** Start of Data rows **

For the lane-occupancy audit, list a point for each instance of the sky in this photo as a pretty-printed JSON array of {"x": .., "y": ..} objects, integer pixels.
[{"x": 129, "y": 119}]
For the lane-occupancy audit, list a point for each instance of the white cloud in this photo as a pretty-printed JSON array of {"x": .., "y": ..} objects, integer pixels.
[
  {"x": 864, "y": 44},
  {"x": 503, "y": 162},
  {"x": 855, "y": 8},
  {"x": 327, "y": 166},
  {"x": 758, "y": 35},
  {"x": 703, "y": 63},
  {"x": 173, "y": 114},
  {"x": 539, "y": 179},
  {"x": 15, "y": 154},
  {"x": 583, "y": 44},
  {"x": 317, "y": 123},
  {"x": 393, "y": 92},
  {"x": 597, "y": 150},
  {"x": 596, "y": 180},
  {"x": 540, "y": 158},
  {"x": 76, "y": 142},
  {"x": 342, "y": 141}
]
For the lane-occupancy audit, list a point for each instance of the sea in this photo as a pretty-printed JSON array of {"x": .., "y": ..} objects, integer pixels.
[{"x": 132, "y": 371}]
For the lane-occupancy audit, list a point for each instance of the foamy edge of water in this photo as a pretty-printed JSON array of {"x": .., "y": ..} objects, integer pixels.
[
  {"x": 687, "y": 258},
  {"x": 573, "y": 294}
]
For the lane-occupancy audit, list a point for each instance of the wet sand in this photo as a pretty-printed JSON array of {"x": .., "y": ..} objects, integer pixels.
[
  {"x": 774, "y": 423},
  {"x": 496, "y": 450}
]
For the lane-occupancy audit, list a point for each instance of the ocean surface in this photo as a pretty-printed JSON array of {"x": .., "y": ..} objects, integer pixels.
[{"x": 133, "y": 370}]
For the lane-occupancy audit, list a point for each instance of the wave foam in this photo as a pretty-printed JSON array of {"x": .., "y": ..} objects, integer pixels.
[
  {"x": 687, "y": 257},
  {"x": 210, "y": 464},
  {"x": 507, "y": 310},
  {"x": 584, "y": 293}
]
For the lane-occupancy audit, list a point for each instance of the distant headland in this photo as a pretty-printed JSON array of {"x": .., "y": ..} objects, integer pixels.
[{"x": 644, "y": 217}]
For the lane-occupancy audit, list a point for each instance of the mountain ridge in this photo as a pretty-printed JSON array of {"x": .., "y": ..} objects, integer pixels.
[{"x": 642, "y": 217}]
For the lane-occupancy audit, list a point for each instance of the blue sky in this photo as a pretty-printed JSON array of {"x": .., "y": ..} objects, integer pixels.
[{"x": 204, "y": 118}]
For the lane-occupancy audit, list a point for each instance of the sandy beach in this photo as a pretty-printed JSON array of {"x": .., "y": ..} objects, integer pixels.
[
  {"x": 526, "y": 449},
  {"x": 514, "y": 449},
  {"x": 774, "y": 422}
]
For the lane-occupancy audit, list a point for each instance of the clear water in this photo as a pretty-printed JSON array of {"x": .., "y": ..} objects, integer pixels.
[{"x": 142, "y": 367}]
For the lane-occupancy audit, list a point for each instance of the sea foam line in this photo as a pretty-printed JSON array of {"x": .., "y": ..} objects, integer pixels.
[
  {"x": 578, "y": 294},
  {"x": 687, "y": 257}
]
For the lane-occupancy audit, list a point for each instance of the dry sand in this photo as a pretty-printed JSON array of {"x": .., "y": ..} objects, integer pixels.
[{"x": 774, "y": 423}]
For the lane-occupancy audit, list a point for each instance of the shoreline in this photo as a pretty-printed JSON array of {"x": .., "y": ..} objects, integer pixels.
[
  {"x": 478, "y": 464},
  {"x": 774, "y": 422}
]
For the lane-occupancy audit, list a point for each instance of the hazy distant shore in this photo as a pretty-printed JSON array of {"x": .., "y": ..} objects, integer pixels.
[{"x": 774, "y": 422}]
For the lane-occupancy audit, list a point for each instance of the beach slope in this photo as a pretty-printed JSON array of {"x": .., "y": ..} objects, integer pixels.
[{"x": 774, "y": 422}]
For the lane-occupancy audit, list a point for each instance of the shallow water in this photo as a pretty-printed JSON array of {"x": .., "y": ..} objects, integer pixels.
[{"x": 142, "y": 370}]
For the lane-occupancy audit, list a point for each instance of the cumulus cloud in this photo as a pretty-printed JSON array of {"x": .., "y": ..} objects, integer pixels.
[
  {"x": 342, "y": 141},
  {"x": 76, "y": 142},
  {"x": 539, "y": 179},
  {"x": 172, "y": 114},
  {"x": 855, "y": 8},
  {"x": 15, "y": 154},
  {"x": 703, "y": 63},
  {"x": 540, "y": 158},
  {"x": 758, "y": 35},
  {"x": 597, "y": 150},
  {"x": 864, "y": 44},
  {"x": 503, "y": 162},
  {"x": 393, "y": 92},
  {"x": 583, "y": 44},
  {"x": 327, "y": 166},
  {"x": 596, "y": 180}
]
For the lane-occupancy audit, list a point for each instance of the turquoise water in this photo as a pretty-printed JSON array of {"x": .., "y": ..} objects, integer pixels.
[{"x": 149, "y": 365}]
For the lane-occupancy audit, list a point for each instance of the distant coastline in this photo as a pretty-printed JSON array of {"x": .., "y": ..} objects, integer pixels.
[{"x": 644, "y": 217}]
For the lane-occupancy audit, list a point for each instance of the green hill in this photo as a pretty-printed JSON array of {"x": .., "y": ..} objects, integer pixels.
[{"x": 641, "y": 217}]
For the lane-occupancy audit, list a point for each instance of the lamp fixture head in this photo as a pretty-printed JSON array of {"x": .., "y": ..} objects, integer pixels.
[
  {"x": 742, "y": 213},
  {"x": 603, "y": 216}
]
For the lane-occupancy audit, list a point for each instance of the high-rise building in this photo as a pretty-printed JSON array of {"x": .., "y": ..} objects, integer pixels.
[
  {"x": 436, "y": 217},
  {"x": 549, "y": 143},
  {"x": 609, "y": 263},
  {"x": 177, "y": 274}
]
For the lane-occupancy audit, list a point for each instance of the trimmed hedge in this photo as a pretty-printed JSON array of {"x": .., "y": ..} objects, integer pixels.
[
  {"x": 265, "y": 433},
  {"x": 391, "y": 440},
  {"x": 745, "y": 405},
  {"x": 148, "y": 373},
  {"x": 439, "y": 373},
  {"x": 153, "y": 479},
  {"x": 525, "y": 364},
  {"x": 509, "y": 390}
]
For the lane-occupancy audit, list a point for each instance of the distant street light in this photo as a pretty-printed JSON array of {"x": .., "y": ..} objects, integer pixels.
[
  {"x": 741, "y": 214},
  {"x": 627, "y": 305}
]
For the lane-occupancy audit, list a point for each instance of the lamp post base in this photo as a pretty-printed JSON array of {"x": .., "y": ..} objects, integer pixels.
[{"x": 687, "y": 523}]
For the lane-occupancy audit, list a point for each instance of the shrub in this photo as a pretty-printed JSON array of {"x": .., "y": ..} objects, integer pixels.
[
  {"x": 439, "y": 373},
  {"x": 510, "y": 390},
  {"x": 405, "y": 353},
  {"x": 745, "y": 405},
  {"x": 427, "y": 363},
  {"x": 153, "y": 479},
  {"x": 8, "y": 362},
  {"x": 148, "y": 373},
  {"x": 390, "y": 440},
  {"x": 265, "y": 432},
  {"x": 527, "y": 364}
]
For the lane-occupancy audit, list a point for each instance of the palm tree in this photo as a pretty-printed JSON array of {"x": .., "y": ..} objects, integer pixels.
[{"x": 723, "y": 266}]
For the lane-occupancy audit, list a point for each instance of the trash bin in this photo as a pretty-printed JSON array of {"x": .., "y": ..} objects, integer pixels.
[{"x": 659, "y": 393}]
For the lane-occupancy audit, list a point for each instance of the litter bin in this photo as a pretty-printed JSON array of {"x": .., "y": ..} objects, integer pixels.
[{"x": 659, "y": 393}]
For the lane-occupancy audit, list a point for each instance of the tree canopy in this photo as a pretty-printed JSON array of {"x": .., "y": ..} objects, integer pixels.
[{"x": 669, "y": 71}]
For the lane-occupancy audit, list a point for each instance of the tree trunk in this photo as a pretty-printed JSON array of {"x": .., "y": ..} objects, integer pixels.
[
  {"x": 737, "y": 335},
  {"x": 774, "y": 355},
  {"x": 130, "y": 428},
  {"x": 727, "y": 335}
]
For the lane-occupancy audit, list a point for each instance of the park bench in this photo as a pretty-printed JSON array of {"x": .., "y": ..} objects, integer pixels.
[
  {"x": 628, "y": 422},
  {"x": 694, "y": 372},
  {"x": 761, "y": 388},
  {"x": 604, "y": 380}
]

** End of Data rows **

# [Task brief]
Through the last line of the entries above, beginning at the line containing "of the litter", transcribe each line exactly, both ends included and nothing more.

# [Response to the task]
For the lane-occupancy audit, list a point for each instance of the litter bin in this photo as a pretty-printed JSON array of {"x": .., "y": ..} objects, integer pixels.
[{"x": 659, "y": 393}]
For the lane-occupancy audit, list a point for each instance of the tree canopy in this photo as a pretty-printed JSON array of {"x": .., "y": ..} objects, integer pixels.
[{"x": 669, "y": 71}]
For the lane-occupancy audit, list a point for each instance of the tree trunk in this photo as a pretty-printed JSON array of {"x": .., "y": ..} objects, integer pixels.
[
  {"x": 737, "y": 335},
  {"x": 774, "y": 355},
  {"x": 130, "y": 428},
  {"x": 727, "y": 335}
]
For the lane-occupancy audit, list a point for each instance of the park bench in this photo as a pretty-printed JSON array of {"x": .., "y": ..} objects, integer pixels.
[
  {"x": 628, "y": 422},
  {"x": 694, "y": 372},
  {"x": 761, "y": 388},
  {"x": 604, "y": 380}
]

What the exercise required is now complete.